Given passage:

Americans are living longer than ever before. At the turn of the 20th century, the average life expectancy was about 47 years. As we enter the 21st century life expectancy has almost doubled. As a result, we face more challenges and transitions in our lives than those who came before us.
One of the most difficult transitions people face is the change from independent living in their own home or apartment to living in a long term care facility or “nursing home.” There are many reasons why this transition is so difficult. One is the loss of a home…a home where the person lived for many years with a lifetime of memories. Another is the loss of independence. Still another is the loss of the level of privacy we enjoy at home, since nursing home living is often shared with a roommate.
Most people who make the decision to move to a nursing home do so during a time of great stress. Some have been hospitalized after a stroke, some have fallen and broken a hip, still others have progressive dementia, like Alzheimer’s disease, and can no longer be cared for in their own homes.
Whatever the reason, the spouse or relative who helps a person transition into a nursing home during a time of stress faces the immediate dilemma of how to find the right nursing home. The task is no small one, and a huge sigh of relief can be heard when the right home is found and the loved one is moved into the nursing home. For many, the most difficult task is just beginning: How to cope with nursing home bills that may total $10,000 per month or more?
One of the things that concerns people most about nursing home care is how to pay for that care. There are basically five ways that you can pay the cost of a nursing home:
1. Long Term Care Insurance – If you are fortunate enough to have this type of coverage, it may go a long way toward paying the cost of the nursing home. Unfortunately, long term, care insurance has only started to become popular in the last few years and most people facing a nursing home stay do not have this coverage.
2. Pay with Your Funds – This is the method many people are required to use first. Quite simply, it means paying for the cost of a nursing home out of your own pocket. Unfortunately, with nursing home bills averaging $10,000 per month in our area, few people can afford a long term stay in a nursing home.
3. Veterans Administration – The United States Veterans Administration operates over 100 nursing facilities. Nursing home care is provided without cost to Veterans with service-connected disabilities. For other Veterans there are eligibility factors, including an income limit. The New Jersey Veterans Administration operates 3 homes for New Jersey Veterans and their families. Eligibility requirements vary for Veterans, their spouses and parents.

Your tasks:
A - Duplicate the passage of the nursing home text from "Most people who" up to and including "their own homes.".
B - According to the nursing home text, how many homes does the New Jersey Veterans Administration operate for New Jersey Veterans and their families?
C - Summarize the nursing home text in two sentences.
Nothing in the records is needed.

Stored data entries:
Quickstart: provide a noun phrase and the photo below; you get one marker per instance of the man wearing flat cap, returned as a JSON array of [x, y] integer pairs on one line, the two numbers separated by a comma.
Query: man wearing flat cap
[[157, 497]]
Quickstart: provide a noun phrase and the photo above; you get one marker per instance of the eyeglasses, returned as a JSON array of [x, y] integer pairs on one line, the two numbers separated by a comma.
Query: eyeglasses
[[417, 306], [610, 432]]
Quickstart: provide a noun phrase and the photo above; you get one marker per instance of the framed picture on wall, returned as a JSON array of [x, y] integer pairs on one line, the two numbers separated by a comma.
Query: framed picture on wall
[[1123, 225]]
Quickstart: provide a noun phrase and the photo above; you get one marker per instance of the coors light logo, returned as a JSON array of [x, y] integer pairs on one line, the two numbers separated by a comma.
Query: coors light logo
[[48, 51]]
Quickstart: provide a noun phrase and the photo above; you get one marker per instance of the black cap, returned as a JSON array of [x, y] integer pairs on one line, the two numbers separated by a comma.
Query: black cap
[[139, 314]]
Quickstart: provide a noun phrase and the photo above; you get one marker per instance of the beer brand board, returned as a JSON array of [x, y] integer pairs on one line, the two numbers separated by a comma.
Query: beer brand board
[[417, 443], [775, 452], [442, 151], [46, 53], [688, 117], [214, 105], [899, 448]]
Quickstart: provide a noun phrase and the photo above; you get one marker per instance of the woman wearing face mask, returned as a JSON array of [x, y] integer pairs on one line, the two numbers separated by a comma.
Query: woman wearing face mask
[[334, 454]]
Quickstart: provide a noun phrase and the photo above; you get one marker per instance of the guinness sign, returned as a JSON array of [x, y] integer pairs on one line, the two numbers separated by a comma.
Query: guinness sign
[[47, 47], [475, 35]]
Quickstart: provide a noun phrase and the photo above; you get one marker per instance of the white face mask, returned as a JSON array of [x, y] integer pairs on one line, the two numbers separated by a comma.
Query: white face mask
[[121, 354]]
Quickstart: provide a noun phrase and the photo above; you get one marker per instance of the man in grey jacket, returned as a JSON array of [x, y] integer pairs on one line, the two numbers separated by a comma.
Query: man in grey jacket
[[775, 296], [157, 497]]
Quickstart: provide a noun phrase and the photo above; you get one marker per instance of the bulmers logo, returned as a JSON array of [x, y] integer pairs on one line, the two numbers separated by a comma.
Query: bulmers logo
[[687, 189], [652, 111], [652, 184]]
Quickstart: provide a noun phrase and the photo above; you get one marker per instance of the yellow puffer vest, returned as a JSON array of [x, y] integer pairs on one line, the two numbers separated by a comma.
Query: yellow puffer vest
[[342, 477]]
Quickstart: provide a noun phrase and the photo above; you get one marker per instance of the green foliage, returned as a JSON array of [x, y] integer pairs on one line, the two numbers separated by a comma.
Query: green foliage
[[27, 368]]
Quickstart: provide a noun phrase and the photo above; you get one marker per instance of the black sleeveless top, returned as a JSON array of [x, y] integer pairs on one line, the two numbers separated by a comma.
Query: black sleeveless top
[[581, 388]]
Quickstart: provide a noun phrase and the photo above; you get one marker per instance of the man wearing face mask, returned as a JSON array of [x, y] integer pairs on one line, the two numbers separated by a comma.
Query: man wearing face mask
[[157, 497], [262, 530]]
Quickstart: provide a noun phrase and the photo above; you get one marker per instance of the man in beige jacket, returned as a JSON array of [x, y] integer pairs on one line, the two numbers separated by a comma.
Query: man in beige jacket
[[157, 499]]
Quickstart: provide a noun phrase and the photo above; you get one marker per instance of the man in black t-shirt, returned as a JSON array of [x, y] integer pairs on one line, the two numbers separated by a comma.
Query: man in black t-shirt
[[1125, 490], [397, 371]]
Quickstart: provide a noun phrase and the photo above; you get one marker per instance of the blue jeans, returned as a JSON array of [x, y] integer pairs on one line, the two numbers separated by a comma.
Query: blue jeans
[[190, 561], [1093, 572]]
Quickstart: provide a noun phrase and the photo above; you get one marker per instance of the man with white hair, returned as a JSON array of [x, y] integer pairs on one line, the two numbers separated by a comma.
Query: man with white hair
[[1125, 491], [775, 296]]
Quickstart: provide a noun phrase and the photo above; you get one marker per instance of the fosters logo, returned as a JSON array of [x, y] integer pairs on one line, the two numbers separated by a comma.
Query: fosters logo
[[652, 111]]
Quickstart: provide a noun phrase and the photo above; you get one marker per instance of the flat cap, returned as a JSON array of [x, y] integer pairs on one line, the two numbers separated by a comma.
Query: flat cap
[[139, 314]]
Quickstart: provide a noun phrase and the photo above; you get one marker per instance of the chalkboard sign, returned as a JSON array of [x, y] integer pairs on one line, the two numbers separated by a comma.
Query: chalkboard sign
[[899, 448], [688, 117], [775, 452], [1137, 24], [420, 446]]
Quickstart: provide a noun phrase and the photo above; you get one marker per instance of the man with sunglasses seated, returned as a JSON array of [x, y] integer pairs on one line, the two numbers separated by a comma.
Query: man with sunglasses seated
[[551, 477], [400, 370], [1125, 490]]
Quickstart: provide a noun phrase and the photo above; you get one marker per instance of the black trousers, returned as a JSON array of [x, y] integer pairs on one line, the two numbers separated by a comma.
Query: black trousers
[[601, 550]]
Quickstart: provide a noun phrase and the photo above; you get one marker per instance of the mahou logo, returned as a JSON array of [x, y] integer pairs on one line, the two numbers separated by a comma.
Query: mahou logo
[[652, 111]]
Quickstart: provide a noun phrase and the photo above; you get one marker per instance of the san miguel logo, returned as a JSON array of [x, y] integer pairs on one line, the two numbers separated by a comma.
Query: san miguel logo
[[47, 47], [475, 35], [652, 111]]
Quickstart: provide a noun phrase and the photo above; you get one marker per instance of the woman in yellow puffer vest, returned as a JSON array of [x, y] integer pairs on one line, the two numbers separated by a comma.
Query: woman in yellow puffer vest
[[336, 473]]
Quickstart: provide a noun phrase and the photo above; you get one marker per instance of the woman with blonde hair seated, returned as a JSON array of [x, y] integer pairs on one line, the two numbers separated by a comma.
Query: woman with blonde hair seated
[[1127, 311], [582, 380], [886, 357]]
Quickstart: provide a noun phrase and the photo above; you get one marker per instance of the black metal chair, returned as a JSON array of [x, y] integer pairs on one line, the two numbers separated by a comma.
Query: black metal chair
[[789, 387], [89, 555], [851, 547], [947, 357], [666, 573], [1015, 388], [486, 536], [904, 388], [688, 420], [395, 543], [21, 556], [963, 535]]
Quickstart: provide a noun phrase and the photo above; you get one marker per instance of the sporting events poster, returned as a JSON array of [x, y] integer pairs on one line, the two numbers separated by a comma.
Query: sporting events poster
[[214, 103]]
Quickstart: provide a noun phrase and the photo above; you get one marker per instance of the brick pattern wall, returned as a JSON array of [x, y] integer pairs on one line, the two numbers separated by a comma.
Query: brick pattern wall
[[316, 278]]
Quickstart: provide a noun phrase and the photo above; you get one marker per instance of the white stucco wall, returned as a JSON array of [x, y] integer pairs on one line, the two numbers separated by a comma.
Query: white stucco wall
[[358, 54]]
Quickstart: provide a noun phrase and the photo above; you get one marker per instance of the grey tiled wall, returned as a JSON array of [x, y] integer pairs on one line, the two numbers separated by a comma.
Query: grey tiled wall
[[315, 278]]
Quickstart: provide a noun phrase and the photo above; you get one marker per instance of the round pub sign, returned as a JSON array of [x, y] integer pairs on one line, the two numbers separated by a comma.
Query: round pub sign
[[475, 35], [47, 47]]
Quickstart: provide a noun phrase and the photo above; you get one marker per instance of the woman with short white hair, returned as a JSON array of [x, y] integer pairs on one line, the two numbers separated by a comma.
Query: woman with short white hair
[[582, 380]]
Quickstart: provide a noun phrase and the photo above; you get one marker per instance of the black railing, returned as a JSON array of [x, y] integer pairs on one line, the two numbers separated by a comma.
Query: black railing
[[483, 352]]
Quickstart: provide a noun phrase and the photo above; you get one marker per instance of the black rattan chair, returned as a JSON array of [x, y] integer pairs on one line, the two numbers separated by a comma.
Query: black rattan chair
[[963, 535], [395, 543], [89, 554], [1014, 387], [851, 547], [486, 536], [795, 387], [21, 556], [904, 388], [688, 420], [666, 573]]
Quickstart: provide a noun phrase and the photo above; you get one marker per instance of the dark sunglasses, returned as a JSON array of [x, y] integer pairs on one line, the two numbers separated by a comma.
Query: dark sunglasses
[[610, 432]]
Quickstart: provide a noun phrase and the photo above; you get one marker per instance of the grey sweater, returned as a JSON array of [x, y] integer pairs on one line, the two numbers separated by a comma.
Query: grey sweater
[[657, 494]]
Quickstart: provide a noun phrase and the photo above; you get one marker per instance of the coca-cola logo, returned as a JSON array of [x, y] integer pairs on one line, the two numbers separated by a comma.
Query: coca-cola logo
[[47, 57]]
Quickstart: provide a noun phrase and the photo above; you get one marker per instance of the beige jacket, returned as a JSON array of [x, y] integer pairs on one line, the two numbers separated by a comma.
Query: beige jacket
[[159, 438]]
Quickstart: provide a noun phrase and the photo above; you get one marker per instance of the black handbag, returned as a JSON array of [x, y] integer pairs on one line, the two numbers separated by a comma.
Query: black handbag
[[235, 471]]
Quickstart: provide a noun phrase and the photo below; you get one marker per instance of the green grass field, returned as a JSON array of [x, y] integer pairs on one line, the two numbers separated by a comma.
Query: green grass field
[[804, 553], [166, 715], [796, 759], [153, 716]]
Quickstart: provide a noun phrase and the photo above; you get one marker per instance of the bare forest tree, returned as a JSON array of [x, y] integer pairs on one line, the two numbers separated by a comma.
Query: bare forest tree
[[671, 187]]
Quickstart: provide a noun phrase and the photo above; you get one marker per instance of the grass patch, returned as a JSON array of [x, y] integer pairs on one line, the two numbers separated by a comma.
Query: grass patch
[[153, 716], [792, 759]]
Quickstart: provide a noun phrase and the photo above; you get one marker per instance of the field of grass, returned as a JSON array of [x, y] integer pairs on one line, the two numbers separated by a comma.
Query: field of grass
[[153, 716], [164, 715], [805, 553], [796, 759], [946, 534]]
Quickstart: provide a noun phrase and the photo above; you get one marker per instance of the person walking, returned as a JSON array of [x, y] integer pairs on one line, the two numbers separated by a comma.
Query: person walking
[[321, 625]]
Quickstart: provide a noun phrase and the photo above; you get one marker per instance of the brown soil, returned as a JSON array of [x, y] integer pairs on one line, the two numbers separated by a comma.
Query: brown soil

Solved problems:
A -
Most people who make the decision to move to a nursing home do so during a time of great stress. Some have been hospitalized after a stroke, some have fallen and broken a hip, still others have progressive dementia, like Alzheimer’s disease, and can no longer be cared for in their own homes.

B - It operates 3 homes.

C - Moving from independent living to a nursing home is one of the hardest transitions people face, bringing the loss of a home, independence and privacy, and it usually happens during great stress, such as after a stroke, a broken hip or with progressive dementia. Once the right home is found, families must cope with bills that may total $10,000 per month or more, and the ways to pay include long term care insurance, personal funds and Veterans Administration care.